_Задание_: Перечислите писателей, чью свободу текст об импровизации и композиции связывает с импровизацией.

_Страница_:

/---

Импровизация и композиция
Свобода, которой околдовывают нас Рабле, Сервантес, Дидро, Стерн, была связана с импровизацией. Искусство сложной и строгой композиции стало императивом лишь в первой половине ХIХ века. Форма романа, в том виде, в каком она тогда зародилась, где действие концентрируется в строго ограниченном пространстве времени, в точке пересечения многочисленных историй многочисленных персонажей, требовала создания тщательно разработанного плана действия и сцен: итак, прежде чем приступить к роману, писатель набрасывал и переделывал план романа, считал и пересчитывал, рисовал и перерисовывал, раньше так никто никогда не делал. Достаточно перелистать заметки Достоевского к Бесам: собранные в семи тетрадях, которые в издании Плейад занимают 400 страниц (в самом романе их 750); сюжет здесь находится в поисках персонажей, персонажи – в поисках сюжета, персонажи долго спорят между собой, чтобы занять место главных героев; Ставрогин должен жениться, но «на ком?» – вопрошает Достоевский и по очереди пытается женить его на трех женщинах и т. д. (Мнимый парадокс: чем тщательнее просчитан этот конструктивный механизм, тем естественнее и подлиннее выглядят персонажи. Предрассудок, осуждающий эту математику конструирования, считая ее «антихудожественным» элементом, уродующим «живой» облик персонажей, лишь демонстрирует сентиментальную наивность тех, кто так ничего и не понял в искусстве.)

\---

_Выдержка из данных_:
/---

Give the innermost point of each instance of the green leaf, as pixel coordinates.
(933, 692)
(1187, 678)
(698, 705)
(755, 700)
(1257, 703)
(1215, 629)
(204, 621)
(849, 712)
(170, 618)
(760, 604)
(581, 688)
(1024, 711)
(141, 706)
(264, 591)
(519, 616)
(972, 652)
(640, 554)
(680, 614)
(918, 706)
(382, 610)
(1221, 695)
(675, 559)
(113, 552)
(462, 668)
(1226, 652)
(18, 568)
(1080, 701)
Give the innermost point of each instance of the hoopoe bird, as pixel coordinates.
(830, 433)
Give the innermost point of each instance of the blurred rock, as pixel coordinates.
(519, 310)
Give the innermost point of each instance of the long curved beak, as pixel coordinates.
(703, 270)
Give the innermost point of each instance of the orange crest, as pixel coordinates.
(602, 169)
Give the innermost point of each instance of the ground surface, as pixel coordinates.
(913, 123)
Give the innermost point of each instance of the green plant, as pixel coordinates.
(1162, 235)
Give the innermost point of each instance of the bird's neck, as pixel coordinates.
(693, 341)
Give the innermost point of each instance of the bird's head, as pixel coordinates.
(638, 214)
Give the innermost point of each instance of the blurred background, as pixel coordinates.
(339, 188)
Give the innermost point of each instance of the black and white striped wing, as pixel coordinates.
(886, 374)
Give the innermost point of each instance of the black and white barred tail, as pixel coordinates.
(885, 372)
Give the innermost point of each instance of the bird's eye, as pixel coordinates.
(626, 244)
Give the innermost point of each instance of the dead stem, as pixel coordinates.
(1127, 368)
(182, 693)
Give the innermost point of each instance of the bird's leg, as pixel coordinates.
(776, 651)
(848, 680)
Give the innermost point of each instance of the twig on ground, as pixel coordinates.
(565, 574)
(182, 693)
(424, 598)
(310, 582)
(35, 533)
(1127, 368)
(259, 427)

\---
/---

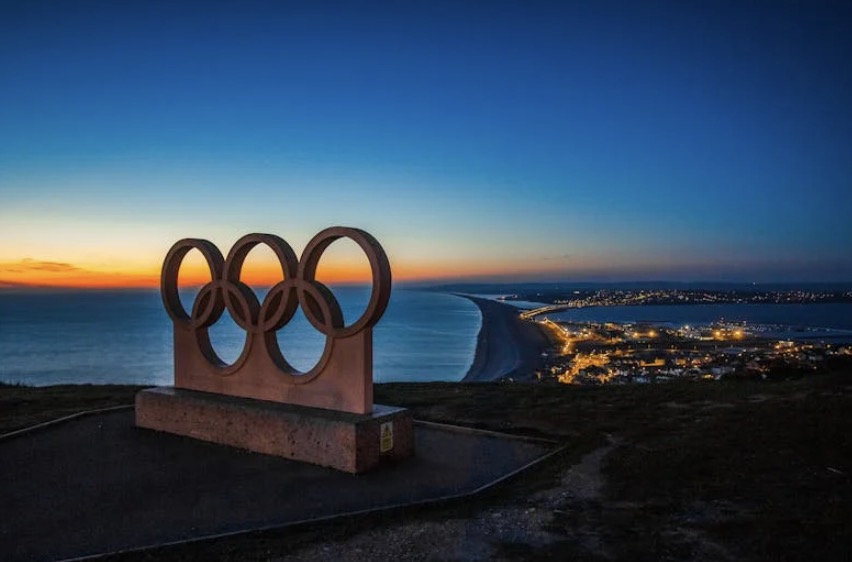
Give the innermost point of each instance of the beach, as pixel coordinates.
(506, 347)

\---
/---

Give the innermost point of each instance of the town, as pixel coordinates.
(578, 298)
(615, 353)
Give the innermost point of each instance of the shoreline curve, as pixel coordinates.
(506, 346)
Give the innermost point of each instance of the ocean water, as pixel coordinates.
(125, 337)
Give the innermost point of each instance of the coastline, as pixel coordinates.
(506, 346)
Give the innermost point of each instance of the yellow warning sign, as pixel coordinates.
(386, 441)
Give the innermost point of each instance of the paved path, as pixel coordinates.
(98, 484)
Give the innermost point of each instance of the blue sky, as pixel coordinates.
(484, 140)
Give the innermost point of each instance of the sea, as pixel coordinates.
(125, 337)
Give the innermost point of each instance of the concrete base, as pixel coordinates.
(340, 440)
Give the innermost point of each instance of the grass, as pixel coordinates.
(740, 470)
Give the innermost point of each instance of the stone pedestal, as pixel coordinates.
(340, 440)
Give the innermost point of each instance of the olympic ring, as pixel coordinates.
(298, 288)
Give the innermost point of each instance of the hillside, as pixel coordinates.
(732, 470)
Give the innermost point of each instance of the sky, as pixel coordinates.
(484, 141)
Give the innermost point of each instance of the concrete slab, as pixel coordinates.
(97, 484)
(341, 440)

\---

_Правильный ответ_: Рабле, Сервантес, Дидро, Стерн.